▶ BRIEF
Copy out every one of these records word for word, leaving out the pictures.

Point-based annotation records:
● ● ● ●

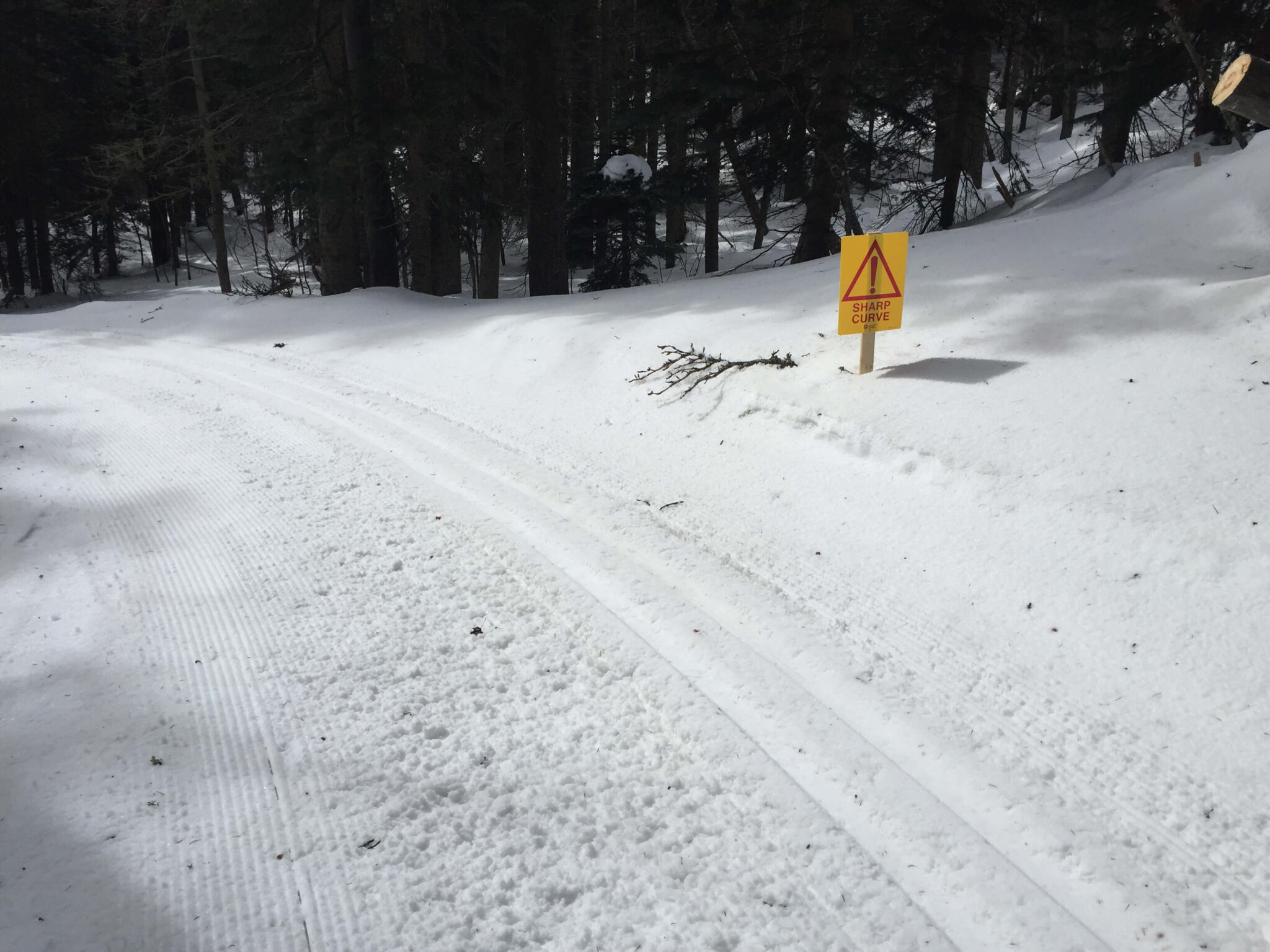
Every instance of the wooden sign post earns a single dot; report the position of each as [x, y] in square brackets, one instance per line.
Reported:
[871, 287]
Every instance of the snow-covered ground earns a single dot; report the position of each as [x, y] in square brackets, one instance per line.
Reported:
[429, 630]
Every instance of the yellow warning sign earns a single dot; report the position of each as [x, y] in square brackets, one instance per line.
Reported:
[871, 284]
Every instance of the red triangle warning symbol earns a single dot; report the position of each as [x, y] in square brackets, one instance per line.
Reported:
[874, 280]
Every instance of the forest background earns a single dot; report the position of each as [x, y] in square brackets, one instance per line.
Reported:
[411, 143]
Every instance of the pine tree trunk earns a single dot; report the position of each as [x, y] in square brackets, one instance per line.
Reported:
[711, 216]
[831, 183]
[112, 247]
[376, 197]
[757, 213]
[1070, 100]
[1009, 86]
[582, 130]
[43, 254]
[963, 131]
[817, 238]
[447, 262]
[338, 220]
[158, 223]
[214, 178]
[492, 211]
[676, 164]
[1117, 117]
[174, 232]
[12, 244]
[546, 200]
[418, 198]
[32, 257]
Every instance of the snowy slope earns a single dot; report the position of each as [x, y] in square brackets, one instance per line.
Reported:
[969, 653]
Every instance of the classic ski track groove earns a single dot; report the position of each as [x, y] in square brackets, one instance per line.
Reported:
[183, 584]
[987, 860]
[206, 566]
[1036, 718]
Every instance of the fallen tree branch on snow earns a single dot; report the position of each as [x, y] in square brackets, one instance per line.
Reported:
[695, 367]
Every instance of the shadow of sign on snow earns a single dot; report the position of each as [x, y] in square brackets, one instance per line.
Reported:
[953, 369]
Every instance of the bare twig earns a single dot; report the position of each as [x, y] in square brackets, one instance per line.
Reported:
[695, 367]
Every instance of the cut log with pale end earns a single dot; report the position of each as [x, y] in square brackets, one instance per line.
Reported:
[1245, 89]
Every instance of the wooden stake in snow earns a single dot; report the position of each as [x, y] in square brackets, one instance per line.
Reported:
[871, 287]
[866, 342]
[1245, 89]
[1002, 188]
[1106, 159]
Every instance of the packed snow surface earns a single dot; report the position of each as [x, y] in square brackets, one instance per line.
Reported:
[389, 622]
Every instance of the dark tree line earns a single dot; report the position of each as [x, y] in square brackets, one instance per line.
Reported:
[408, 141]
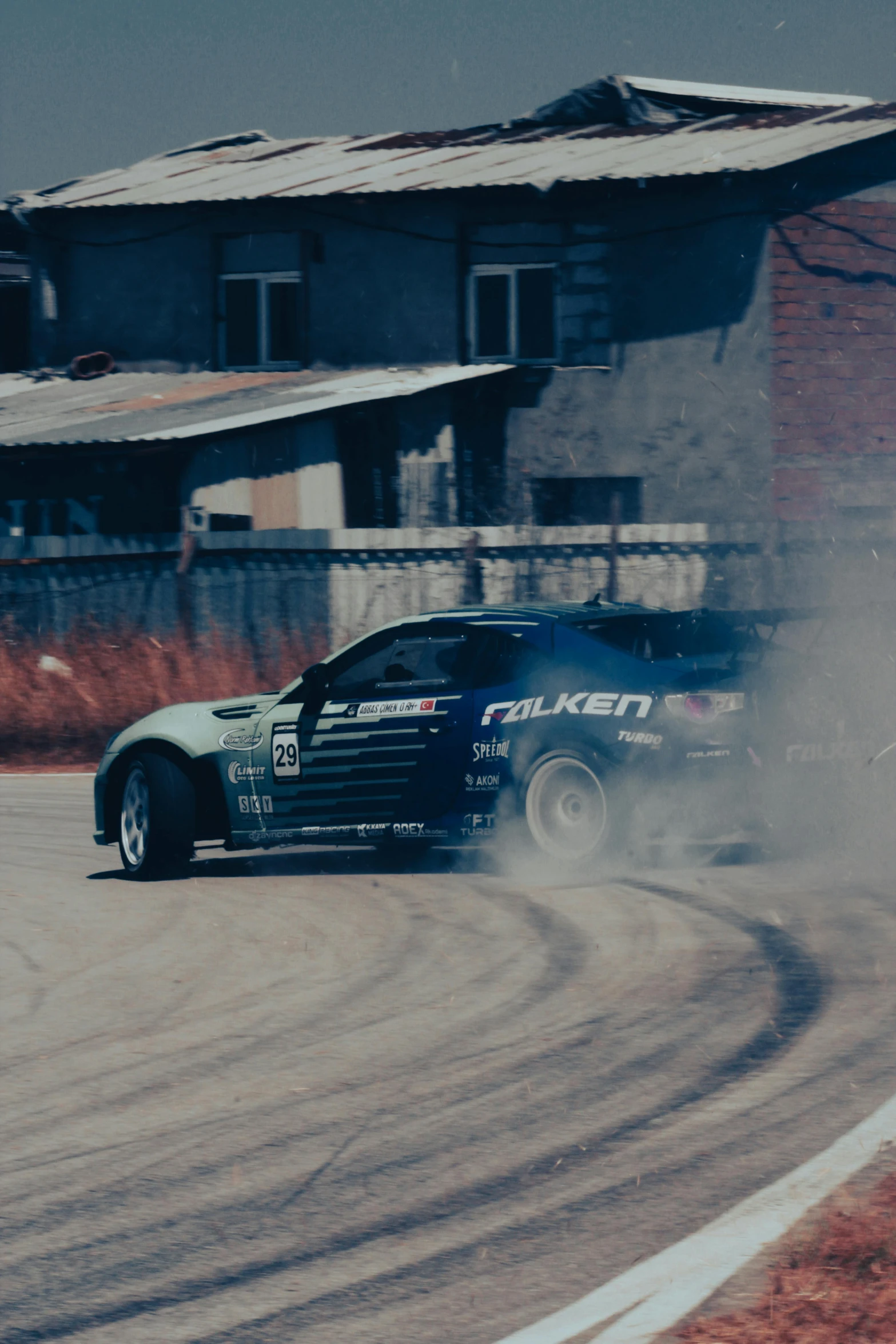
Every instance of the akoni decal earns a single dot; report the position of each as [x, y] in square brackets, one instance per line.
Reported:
[583, 702]
[241, 739]
[238, 773]
[488, 750]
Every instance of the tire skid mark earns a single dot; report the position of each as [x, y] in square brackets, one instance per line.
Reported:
[800, 985]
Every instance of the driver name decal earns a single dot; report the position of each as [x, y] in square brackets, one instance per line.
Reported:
[581, 702]
[378, 709]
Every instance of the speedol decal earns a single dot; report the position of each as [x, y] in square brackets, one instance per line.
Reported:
[285, 751]
[489, 750]
[595, 702]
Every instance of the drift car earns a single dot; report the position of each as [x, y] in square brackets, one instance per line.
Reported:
[568, 721]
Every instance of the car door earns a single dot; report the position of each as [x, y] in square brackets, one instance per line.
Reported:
[382, 746]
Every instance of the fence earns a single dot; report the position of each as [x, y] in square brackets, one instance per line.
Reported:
[339, 584]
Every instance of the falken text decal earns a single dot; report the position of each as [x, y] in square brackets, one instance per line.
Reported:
[595, 702]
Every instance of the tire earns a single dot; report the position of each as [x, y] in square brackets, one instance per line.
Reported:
[566, 808]
[158, 820]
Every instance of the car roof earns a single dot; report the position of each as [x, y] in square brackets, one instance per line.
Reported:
[537, 612]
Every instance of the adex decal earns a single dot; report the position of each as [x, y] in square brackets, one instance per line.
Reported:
[238, 773]
[488, 750]
[238, 739]
[416, 830]
[252, 803]
[595, 702]
[641, 739]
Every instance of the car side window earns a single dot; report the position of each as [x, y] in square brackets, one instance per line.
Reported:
[414, 658]
[508, 658]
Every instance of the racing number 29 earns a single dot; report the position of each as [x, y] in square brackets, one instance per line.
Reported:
[285, 749]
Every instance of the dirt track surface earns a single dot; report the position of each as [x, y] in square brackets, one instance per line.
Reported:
[306, 1097]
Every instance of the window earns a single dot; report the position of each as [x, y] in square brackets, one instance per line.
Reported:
[260, 320]
[511, 313]
[575, 500]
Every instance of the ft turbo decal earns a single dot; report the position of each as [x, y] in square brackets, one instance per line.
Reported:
[595, 702]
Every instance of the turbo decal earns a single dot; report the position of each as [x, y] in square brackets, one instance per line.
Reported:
[595, 702]
[648, 739]
[238, 773]
[238, 739]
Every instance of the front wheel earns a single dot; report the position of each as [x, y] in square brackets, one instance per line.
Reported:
[158, 817]
[566, 808]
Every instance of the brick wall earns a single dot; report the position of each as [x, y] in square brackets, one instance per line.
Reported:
[833, 389]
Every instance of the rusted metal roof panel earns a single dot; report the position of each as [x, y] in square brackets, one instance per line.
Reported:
[168, 408]
[253, 166]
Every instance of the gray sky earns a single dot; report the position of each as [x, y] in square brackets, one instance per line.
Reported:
[87, 85]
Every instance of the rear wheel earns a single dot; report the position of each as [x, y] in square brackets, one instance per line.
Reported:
[158, 817]
[566, 808]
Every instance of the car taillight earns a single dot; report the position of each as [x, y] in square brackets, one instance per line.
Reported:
[703, 706]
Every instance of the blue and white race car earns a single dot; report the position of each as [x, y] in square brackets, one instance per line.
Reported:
[570, 722]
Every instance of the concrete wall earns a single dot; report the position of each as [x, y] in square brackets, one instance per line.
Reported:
[337, 584]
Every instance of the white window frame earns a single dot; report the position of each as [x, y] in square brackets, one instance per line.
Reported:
[509, 269]
[261, 317]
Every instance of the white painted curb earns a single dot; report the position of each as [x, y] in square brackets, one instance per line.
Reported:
[659, 1292]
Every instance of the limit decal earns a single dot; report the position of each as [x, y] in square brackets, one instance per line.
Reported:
[285, 751]
[238, 773]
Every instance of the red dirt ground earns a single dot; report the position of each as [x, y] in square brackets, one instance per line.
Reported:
[63, 717]
[835, 1287]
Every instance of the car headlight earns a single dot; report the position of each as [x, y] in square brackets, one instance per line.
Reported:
[704, 706]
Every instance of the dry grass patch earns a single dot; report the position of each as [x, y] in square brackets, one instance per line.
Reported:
[837, 1287]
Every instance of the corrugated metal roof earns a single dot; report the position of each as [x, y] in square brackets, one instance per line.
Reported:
[253, 166]
[738, 93]
[167, 408]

● ● ● ●

▶ RESULT OF THIS EXERCISE
Every instance of the wooden sign post earns a single dot; report the position of each as [x, y] in square brackets, one instance per line.
Reported:
[871, 287]
Every instance of the snow-covered ground earns a single dot; report the position of each as [x, y] in square brackets, one instance per line.
Reported:
[429, 630]
Every instance of the yellow warning sign earns a single dot; report the position of each as [x, y] in square brackets, one instance per line.
Reported:
[871, 284]
Every instance of the red triangle warning symbol earns a single dot; report the position of each as [x, y] in square brackets, one instance per line.
Reported:
[874, 280]
Every instance of the forest background earns a single dot; report the position of each as [x, y] in square brackets, one instance per line.
Reported:
[411, 143]
Every instance of the pine tree trunk earns a single dot; report the position of each as [x, y] in square brackets, one instance per line.
Reported:
[711, 216]
[831, 183]
[112, 247]
[376, 197]
[757, 213]
[1070, 100]
[1009, 86]
[582, 130]
[43, 254]
[963, 131]
[817, 238]
[447, 262]
[338, 220]
[158, 223]
[214, 178]
[492, 211]
[676, 164]
[1117, 117]
[174, 232]
[12, 244]
[546, 200]
[418, 198]
[32, 257]
Every instance of the snowy slope earns a single dot; report the position of each as [x, y] in square brackets, one instance per line.
Reported:
[969, 653]
Every instance of the classic ski track groove earns a single dot; report the position of each as [x, y] in square brackets, one instance per line.
Reported:
[183, 584]
[987, 860]
[206, 566]
[1036, 718]
Every instance of the fallen tree branch on snow earns a single dot; report the position of each as [x, y] in square brackets, one instance per line.
Reported:
[695, 367]
Every instance of the shadow of sign on snow earns a single dot; report the position of each as [x, y] in square brackets, one instance per line.
Reported:
[953, 369]
Every instance of the bare twig earns a single dot; report the position of each as [x, y] in square brackets, one instance per line.
Reported:
[695, 367]
Every instance of the cut log with pale end earns a single dot; report the position of each as [x, y] in square brackets, one instance per line.
Reported:
[1245, 89]
Every instance of the wooden stake in snow earns a single dot; report the position of each as [x, y] in square brackets, one instance per line.
Reported:
[871, 287]
[866, 342]
[1245, 89]
[1002, 188]
[1106, 159]
Every instance of the packed snow surface earns a single dot; report the position of each as [x, y] in square brackets, one instance per line.
Reported:
[389, 622]
Every instance of the dark tree line earns a single dot; report the position of each as [x, y] in square brackets, one instance per line.
Reported:
[408, 141]
Every instance of the akoni decal earns a single dot; report the position of each as [x, y] in square brackets, one instance per line.
Reported:
[583, 702]
[241, 739]
[238, 773]
[488, 750]
Every instance of the tire skid mark earns a single dot; report the position of each as [x, y] in square brackets, one instance per line.
Reported:
[800, 985]
Every instance of the driver name decal earns a single dot; report the position of each as [x, y] in square brackets, one instance per line.
Reported:
[581, 702]
[378, 709]
Every instance of the speedol decal earns a single dot; report the position of each as [x, y] in square brackets, one instance per line.
Reported:
[285, 751]
[489, 750]
[595, 702]
Every instance of the drift car earns a single dot; report the position of each as [x, y] in square brackets, one instance per line.
Reported:
[568, 721]
Every instance of the car door earns a single dot; report the position of each as [x, y] in square brackets, one instance per line.
Reported:
[382, 746]
Every instance of the fence earns a single dot; report the position of each as [x, y] in square brackets, one instance per line.
Reported:
[339, 584]
Every instance of the falken text decal earns a single dot; report the position of each as [x, y] in square brackets, one instance per line.
Reported:
[595, 702]
Every instance of the tire earns a single dot; report the position of each as [x, y] in square brackets, one instance per line.
Reported:
[566, 808]
[158, 820]
Every instance of the car roof earns a single dot; report the position of each as [x, y] in square brackets, one instance per line.
Reported:
[537, 612]
Every instance of the adex decal earns a single dot; report the position of each as [x, y] in square brackets, one instance per line.
Reported:
[238, 773]
[488, 750]
[238, 739]
[416, 830]
[252, 803]
[595, 702]
[641, 739]
Every instance of the car side window earns a single dot; report the position of each as [x, y] in square brackets, one instance per line.
Reported:
[414, 658]
[508, 658]
Every instance of the racing number 29 earns a single dot; report the position of each as [x, y] in square brackets, one instance per line.
Reported:
[285, 749]
Every instance of the dirt track surface earns a single dot; report the position of each as [x, y] in square brackets, one instance per line.
Reported:
[306, 1097]
Every instance of the window earns a single dot; report the position of each as [x, y] in square brackets, one instance per line.
Reported:
[260, 320]
[511, 313]
[575, 500]
Every instance of the ft turbo decal earns a single dot; report the position of each as [x, y] in square brackets, one instance per line.
Reported:
[595, 702]
Every instance of the turbo decal earns a single dot; report the position of each as [x, y] in square brackets, one instance per line.
Reported:
[595, 702]
[648, 739]
[238, 773]
[238, 739]
Every instance of the front wheel earns a single dot; report the position of each as [x, y] in square brackets, one instance per line.
Reported:
[158, 817]
[566, 808]
Every instance of the brick wall earns a single dot; report the position of each as [x, y] in square brackets, one instance per line.
Reported:
[833, 389]
Every instance of the rusted metal roof panel earns a single dot; report the position of each as [x, y] in square brackets, one instance per line.
Reported:
[168, 408]
[253, 166]
Every instance of the gray sky earns a single dot; report the position of each as [x, y] in square brackets, one instance per line.
Reported:
[87, 85]
Every instance of the rear wheel earns a single dot; report the position of each as [x, y] in square brackets, one instance per line.
Reported:
[158, 817]
[566, 808]
Every instance of the car taillight earns a single dot; report the position of each as [x, y] in square brackets, one instance per line.
Reported:
[703, 706]
Every instance of the blue and white race car earns a single dot; report the position of each as [x, y] in square brackets, one instance per line.
Reported:
[570, 722]
Every instance of the concrete wall earns a single dot; report the position of each as [x, y] in square brackets, one instance per line.
Reported:
[337, 584]
Every instance of the white window frame earns a single dot; report the position of each as [x, y] in square brackets, one instance per line.
Reported:
[509, 269]
[261, 317]
Every instance of the white painted curb earns a single dot; report the position of each as [x, y] in square brackets, one instance per line.
Reported:
[659, 1292]
Every instance of the limit decal earns a single dot; report the position of each as [x, y] in square brackets, one instance per line.
Reported:
[285, 751]
[238, 773]
Every instance of the red dirt ground earns a single dot; report the position of each as [x, y] in square brackets, one instance per line.
Reported:
[63, 717]
[835, 1287]
Every instance of the car headlight earns a single dot; report the position of each as [x, y] in square brackets, one instance per line.
Reported:
[704, 706]
Every instance of the dry grass patch earns a single dot; report the position of each as [x, y] in square brackets, one instance per line.
Reported:
[837, 1287]
Every instance of the corrugated metal roof earns a single dot; report the position of each as [x, y] in square brackets, one instance per line.
Reported:
[253, 166]
[738, 93]
[167, 408]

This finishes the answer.